▶ WHAT YOU SHOULD DO
Copy out each line below that contains the string "ammo". Matches are case-sensitive.
* * * * * * *
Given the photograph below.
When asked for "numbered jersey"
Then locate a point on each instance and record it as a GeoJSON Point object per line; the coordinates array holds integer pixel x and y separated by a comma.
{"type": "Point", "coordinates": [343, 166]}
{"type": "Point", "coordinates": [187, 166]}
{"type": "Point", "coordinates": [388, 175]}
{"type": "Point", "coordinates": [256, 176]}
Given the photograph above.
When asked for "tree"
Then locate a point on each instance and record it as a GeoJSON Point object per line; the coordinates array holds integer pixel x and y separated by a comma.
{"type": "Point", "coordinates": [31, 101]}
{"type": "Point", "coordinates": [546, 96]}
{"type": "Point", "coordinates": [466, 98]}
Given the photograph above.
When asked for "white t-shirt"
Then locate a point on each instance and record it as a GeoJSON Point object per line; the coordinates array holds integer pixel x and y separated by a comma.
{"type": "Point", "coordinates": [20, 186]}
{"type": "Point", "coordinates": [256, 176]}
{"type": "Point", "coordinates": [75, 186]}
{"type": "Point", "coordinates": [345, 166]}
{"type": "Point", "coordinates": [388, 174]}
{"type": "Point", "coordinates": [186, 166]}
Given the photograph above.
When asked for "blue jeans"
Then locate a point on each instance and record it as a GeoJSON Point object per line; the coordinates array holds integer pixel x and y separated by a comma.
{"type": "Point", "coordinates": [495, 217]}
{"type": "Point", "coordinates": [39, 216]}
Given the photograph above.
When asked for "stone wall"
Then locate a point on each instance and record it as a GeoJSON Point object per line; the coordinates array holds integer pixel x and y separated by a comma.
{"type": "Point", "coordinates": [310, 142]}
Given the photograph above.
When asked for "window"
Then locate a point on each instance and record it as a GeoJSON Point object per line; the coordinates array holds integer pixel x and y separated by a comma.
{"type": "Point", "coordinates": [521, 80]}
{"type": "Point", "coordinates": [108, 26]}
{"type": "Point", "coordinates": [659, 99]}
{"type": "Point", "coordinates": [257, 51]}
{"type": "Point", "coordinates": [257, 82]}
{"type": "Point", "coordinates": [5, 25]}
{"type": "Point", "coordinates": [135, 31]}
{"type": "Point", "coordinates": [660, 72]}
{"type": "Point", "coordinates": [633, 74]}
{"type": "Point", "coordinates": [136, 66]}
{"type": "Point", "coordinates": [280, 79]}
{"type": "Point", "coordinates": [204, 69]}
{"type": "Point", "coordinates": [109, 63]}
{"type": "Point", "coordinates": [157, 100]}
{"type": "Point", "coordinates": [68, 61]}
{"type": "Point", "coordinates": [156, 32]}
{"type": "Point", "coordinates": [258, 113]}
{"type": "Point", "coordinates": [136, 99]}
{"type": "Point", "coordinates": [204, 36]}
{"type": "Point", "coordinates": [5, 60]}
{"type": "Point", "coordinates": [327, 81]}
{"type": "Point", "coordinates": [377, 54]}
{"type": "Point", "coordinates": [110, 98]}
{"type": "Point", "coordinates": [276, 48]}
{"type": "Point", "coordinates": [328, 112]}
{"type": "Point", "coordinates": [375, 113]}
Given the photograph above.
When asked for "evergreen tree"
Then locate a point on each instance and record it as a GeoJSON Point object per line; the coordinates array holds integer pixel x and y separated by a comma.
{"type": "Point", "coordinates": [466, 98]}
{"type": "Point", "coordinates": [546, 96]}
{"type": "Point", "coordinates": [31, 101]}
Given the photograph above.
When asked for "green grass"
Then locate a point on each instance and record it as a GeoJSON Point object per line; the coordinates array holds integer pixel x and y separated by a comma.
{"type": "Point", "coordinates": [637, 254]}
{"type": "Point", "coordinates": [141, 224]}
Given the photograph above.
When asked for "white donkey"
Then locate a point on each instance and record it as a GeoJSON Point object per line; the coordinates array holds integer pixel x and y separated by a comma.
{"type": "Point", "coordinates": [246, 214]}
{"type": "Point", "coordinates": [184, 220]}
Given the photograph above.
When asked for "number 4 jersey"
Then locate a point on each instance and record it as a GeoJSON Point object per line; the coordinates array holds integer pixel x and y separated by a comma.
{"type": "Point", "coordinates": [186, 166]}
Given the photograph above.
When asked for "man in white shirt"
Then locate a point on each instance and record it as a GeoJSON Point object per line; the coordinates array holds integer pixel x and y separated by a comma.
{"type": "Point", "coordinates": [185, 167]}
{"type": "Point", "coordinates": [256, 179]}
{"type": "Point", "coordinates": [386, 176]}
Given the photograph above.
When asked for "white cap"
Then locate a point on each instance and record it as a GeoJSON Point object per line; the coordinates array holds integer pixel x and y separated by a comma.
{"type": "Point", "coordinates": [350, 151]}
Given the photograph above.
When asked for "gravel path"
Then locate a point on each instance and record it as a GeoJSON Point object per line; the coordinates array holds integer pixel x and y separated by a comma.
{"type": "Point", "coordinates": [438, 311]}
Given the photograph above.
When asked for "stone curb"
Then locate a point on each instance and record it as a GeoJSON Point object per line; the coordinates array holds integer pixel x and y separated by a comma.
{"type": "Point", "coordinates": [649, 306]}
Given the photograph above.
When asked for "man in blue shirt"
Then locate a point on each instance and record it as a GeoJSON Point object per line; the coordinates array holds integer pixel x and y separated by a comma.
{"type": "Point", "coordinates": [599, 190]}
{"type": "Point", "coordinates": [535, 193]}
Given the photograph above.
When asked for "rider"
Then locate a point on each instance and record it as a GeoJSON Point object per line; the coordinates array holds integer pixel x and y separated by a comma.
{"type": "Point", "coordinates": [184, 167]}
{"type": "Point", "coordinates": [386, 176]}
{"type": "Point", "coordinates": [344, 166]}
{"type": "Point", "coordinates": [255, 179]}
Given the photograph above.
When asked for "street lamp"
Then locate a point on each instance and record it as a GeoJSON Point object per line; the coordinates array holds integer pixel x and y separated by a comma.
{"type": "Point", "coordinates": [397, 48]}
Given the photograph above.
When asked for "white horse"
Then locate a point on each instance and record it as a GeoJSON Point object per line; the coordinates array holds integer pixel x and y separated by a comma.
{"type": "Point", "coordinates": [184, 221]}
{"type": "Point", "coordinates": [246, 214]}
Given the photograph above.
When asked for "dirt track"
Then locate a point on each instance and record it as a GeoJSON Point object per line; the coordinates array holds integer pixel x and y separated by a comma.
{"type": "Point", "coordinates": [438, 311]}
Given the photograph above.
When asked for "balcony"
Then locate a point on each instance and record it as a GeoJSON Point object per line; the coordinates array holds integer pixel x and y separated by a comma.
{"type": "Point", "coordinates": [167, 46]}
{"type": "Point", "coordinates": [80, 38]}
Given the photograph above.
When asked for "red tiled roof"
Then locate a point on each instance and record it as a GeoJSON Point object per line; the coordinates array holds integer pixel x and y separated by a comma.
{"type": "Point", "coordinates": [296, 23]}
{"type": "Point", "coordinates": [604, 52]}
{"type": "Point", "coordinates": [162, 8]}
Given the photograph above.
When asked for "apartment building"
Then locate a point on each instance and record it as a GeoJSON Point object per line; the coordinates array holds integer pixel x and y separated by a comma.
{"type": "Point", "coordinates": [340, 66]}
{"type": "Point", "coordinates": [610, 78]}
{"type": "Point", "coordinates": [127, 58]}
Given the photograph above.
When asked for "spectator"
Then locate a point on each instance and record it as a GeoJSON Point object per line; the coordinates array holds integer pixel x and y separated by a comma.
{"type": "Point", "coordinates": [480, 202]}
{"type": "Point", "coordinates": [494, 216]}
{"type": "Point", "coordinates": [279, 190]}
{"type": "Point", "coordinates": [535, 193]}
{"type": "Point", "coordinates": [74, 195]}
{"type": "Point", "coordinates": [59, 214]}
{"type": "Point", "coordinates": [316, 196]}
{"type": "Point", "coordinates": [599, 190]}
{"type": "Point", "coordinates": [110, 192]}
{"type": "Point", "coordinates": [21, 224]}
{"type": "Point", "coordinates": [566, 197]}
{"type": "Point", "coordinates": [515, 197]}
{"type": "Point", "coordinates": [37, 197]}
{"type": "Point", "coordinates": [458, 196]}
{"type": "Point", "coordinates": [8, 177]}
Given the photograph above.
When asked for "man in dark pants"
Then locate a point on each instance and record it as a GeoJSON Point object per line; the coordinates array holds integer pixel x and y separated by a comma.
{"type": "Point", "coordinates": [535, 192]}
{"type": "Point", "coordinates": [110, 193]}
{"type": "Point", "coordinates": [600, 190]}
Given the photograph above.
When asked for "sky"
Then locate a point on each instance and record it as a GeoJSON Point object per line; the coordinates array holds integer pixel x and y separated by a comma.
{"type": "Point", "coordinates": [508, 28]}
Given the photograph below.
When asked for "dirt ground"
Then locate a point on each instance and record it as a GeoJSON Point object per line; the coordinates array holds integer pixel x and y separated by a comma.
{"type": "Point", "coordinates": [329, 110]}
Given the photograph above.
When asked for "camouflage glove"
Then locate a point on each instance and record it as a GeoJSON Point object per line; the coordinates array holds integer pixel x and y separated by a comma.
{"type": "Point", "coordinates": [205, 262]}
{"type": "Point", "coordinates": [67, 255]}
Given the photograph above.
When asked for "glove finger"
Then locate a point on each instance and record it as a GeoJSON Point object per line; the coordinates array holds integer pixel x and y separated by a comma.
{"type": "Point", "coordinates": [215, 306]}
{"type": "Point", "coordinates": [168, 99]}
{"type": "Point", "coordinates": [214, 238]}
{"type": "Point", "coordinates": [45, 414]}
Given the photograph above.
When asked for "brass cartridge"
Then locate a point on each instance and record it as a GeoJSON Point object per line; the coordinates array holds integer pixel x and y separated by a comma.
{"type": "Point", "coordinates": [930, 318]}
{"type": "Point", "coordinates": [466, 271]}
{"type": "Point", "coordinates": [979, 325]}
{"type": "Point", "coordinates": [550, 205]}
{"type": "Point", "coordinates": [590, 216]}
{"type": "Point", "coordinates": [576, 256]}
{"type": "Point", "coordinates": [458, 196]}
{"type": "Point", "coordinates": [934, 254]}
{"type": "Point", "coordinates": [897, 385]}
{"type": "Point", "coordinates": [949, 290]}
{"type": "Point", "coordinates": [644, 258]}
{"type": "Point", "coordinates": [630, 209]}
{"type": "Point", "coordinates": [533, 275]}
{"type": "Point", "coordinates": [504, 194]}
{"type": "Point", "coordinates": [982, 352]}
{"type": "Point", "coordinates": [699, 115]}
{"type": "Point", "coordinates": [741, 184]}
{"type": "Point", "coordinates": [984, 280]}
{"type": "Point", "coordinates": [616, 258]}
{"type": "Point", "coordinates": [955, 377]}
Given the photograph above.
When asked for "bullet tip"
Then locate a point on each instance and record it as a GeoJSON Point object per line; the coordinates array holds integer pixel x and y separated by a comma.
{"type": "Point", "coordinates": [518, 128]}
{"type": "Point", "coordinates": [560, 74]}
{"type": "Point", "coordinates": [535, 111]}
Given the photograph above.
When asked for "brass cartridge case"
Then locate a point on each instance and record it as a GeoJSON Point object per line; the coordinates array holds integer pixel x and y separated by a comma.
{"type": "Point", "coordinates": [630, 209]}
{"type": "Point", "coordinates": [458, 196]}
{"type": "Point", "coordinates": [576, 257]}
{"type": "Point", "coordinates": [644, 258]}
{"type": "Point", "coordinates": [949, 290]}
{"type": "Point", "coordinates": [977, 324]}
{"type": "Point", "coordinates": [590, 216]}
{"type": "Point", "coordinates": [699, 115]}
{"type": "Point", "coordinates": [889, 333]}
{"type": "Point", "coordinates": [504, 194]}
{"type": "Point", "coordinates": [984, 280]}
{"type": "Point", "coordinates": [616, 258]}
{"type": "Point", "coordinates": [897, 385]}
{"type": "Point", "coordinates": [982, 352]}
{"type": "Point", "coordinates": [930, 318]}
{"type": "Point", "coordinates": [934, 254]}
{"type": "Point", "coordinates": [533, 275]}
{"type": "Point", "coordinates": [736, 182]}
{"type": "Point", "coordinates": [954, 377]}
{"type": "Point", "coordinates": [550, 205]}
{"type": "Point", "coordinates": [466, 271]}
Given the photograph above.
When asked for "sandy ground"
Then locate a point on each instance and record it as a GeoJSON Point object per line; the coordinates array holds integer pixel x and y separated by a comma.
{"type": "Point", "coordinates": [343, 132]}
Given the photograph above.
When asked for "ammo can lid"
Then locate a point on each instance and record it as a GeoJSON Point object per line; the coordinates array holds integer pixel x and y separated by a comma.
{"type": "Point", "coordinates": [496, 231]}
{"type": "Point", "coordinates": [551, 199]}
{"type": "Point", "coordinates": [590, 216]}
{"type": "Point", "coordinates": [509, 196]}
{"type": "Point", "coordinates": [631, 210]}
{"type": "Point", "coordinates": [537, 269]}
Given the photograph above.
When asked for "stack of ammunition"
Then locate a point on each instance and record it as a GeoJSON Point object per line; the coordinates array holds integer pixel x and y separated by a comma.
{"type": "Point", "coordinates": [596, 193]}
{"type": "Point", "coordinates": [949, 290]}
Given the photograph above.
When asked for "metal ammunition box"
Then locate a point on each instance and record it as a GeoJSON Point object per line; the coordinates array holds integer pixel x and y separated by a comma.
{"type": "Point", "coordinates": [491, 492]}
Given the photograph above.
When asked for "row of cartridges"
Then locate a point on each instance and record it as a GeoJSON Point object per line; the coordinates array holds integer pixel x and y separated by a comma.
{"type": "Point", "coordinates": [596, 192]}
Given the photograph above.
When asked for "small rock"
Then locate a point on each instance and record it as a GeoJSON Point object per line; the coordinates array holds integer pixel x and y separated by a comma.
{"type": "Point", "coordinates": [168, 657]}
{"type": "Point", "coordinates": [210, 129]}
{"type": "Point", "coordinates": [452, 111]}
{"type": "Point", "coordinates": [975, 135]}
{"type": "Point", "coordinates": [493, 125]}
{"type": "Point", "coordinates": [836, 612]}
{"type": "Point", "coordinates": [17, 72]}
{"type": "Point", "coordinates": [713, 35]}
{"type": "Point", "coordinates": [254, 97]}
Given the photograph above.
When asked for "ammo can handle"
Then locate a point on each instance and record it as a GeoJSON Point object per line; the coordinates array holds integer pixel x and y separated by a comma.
* * * * * * *
▶ RESULT OF THIS EXERCISE
When asked for "ammo can lid"
When asked for "ammo can handle"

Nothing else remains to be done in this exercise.